***** EXCERPTED PASSAGE *****

While vibe coding has been incredibly controversial in the tech space, it is inarguably revolutionary.

In this post, I’d like to talk about why vibe coding is incredible for implementing the Unix philosophy in the making of small, purpose-built tools and software for personal use.

[!NOTE] Unix Philosophy Summarised by Peter H. Salus, the philosophy can be broken down into 3 points.

  • Write programs that do one thing and do it well.
  • Write programs to work together.
  • Write programs to handle text streams, because that is a universal interface.

In my opinion, the first point-doing one thing well-is the most relavent concerning vibe coding, seen in how LLMs handle high context scenarios.

LLMs thrive in small problem spaces. Huge codebases or ambiguious, broad goals for the final product often lead to a frustrating experience working against the ai agent. Context becomes bloated, and the agent fixes one bug only to create two more.

By keeping projects (and the context window) small, so that a piece of software only solves one problem, vibe coding does a much better job at implementing what you are imagining.

This lets you build using tech you don’t know bypassing the syntax tax. You can build a browser extension for a small problem you have without knowing js/ts. Make a personal website without knowing html, make an api using Flask in Python without having touched the library before.

***** ENTRIES SUPPLIED *****

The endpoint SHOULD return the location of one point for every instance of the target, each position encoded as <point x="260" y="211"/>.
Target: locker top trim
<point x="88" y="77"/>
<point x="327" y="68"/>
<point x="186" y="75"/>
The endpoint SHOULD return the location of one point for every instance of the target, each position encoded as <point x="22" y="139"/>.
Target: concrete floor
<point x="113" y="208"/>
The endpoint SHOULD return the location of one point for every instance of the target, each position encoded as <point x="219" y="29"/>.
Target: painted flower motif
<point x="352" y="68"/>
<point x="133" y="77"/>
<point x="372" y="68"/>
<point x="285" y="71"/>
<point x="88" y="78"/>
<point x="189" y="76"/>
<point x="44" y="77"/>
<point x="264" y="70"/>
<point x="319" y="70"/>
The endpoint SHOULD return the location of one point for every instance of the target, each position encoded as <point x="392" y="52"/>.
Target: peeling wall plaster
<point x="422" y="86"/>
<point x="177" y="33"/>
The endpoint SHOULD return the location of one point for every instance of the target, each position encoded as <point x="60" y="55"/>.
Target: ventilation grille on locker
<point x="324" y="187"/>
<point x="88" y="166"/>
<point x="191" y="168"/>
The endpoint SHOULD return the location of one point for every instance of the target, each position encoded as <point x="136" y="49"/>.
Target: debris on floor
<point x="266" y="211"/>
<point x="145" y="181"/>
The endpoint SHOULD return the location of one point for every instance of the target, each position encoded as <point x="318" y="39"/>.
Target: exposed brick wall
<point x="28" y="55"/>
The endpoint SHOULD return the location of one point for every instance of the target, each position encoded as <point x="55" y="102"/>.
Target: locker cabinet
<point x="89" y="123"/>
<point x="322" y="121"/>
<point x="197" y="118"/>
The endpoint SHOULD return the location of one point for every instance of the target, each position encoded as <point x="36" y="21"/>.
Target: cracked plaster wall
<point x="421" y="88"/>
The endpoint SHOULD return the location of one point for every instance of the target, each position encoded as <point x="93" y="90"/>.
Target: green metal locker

*****
***** ENTRIES SUPPLIED *****

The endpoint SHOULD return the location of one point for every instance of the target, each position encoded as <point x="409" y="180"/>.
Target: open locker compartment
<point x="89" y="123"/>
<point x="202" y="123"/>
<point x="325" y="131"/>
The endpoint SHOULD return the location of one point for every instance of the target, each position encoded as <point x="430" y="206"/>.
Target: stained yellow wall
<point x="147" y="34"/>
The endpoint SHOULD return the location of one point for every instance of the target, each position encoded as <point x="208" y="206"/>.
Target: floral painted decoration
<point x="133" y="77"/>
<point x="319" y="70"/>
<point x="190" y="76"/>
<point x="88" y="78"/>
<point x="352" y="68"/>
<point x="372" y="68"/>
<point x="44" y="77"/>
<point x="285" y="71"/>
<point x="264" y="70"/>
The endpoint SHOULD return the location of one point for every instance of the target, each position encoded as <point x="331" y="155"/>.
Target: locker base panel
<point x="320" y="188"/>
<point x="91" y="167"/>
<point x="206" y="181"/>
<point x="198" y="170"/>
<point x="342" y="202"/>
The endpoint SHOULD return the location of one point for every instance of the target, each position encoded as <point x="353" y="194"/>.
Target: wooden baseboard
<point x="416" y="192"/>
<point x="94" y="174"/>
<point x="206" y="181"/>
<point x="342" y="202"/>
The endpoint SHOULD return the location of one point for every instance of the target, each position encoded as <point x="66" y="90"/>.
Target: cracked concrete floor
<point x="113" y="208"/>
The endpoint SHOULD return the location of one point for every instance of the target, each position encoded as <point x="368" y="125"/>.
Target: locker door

*****
***** ENTRIES SUPPLIED *****

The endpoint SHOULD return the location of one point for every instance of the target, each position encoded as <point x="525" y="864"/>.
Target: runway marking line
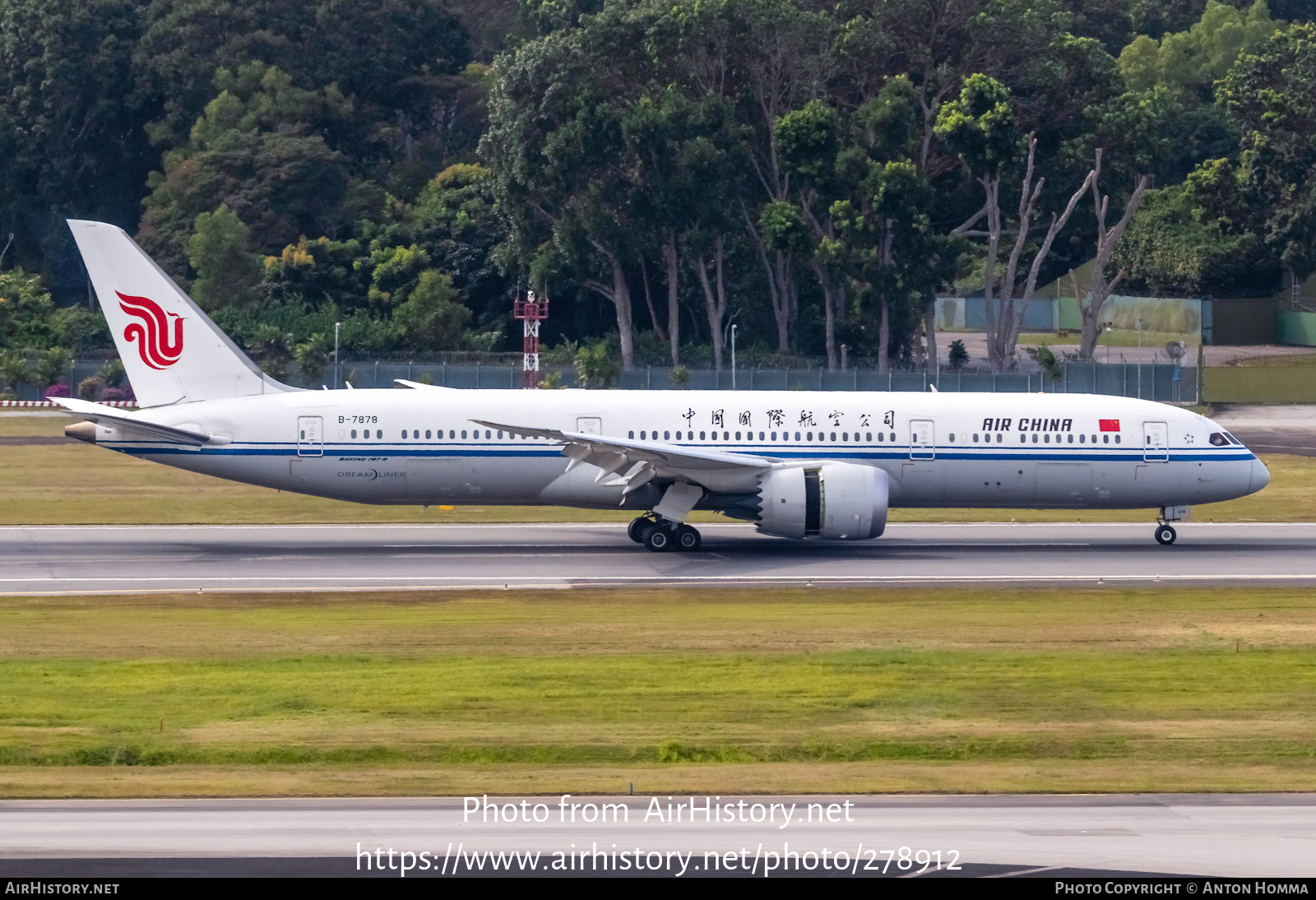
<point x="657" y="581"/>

*****

• _EXERCISES_
(1) Duplicate the part of the vibe coding post between "[!NOTE] Unix Philosophy" and "create two more.", inclusive.
(2) List every point of the Unix philosophy that the vibe coding post gives.
The rows come from a separate source and are unrelated to the vibe coding post.

• _TASK-BY-TASK RESULTS_
(1)
[!NOTE] Unix Philosophy Summarised by Peter H. Salus, the philosophy can be broken down into 3 points.

  • Write programs that do one thing and do it well.
  • Write programs to work together.
  • Write programs to handle text streams, because that is a universal interface.

In my opinion, the first point-doing one thing well-is the most relavent concerning vibe coding, seen in how LLMs handle high context scenarios.

LLMs thrive in small problem spaces. Huge codebases or ambiguious, broad goals for the final product often lead to a frustrating experience working against the ai agent. Context becomes bloated, and the agent fixes one bug only to create two more.

(2)
- Write programs that do one thing and do it well.
- Write programs to work together.
- Write programs to handle text streams, because that is a universal interface.